### QUOTED PASSAGE

* * * *

A nonlinear system may have no solution, or infinitely many solutions, or have any number of real or complex solutions. For a system of two equations, you may apply substitution or elimination method, or use graph method to spot possible solutions. Also apply elimination method in some nonlinear systems.
Nonlinear systems of two variables: [eqs; equ1; equ2; ... ], [eqs(equ1, equ2, ...)]
If there is a linear equation in a nonlinear system, it is often effective to first express one variable in terms of the other from the linear equation, and then substitute it into the nonlinear equations.
Examples Solve the system \(x^2+y^2=1,x+2y=1\). The second is linear. Express \(x=1-2y\), and substitute it into the first equation \((2y-1)^2+y^2=1\)\(⇒5y^2-4y=0⇒y=0,y=\frac{4}{5}\), which implies \(x=1,x=\frac{-3}{5}\). So the solution is \(x=1,y=0\) or \(x=\frac{-3}{5},y=\frac{4}{5}\). Check eqs;x^2+y^2-1;x+2*y-1 ||.

* * * *

### GIVEN INSTRUCTION A
Print the passage on nonlinear systems from "A nonlinear system may" up to and including "the nonlinear equations.".
The entries below have no connection to the passage on nonlinear systems.

### RAW DATA
* * * *

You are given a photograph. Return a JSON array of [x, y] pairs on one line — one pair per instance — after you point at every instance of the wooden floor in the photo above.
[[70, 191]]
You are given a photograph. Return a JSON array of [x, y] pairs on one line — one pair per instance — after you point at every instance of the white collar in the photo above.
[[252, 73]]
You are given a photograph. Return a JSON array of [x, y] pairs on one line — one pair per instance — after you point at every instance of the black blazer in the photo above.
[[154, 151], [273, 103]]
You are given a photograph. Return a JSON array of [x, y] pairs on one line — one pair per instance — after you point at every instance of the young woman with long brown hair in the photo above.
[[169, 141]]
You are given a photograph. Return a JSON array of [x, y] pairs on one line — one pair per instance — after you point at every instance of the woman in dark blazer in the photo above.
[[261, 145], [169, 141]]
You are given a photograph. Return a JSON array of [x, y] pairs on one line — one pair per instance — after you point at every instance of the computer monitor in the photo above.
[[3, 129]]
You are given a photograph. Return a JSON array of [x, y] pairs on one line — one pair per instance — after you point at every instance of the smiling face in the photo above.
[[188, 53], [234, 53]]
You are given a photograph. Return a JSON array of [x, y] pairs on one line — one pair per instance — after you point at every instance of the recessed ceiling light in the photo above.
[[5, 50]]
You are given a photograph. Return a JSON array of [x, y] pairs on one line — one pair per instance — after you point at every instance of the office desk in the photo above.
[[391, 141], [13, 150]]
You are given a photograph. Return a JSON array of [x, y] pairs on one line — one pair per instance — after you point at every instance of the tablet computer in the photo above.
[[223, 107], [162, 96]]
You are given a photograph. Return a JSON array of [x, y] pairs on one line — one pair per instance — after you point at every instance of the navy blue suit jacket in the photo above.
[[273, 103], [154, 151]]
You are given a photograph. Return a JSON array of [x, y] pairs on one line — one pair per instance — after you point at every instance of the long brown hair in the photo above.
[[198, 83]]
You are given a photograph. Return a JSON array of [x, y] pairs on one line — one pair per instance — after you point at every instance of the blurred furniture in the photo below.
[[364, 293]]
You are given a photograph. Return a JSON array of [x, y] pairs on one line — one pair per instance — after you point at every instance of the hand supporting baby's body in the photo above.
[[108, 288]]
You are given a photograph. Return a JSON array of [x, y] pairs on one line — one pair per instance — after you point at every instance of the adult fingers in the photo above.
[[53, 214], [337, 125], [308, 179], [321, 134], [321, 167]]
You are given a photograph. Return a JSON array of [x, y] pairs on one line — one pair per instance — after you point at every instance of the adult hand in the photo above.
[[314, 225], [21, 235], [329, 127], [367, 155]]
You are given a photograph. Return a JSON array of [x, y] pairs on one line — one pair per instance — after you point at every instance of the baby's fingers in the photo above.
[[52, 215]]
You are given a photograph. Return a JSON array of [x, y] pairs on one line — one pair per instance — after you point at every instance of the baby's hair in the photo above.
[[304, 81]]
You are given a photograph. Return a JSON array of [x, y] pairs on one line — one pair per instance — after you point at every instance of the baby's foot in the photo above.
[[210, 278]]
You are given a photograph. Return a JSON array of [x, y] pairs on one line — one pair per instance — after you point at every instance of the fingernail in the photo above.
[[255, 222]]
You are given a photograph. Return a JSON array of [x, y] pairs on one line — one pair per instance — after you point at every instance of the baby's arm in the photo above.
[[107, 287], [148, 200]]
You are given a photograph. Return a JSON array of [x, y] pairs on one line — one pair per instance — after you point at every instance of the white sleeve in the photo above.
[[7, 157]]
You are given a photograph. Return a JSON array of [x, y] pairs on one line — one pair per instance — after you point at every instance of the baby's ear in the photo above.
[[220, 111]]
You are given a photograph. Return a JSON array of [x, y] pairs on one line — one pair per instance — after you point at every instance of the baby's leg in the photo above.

* * * *

### GIVEN INSTRUCTION B
Arrange the entries from the line with "the long brown hair in the photo above." up to and including the line with "[[108, 288]]" as a Markdown table with columns Row and Line, leaving out blank lines.

### COMPLETE RESPONSE A
A nonlinear system may have no solution, or infinitely many solutions, or have any number of real or complex solutions. For a system of two equations, you may apply substitution or elimination method, or use graph method to spot possible solutions. Also apply elimination method in some nonlinear systems.
Nonlinear systems of two variables: [eqs; equ1; equ2; ... ], [eqs(equ1, equ2, ...)]
If there is a linear equation in a nonlinear system, it is often effective to first express one variable in terms of the other from the linear equation, and then substitute it into the nonlinear equations.

### COMPLETE RESPONSE B
| Row | Line |
|---|---|
| 1 | You are given a photograph. Return a JSON array of [x, y] pairs on one line — one pair per instance — after you point at every instance of the long brown hair in the photo above. |
| 2 | [[198, 83]] |
| 3 | You are given a photograph. Return a JSON array of [x, y] pairs on one line — one pair per instance — after you point at every instance of the blurred furniture in the photo below. |
| 4 | [[364, 293]] |
| 5 | You are given a photograph. Return a JSON array of [x, y] pairs on one line — one pair per instance — after you point at every instance of the hand supporting baby's body in the photo above. |
| 6 | [[108, 288]] |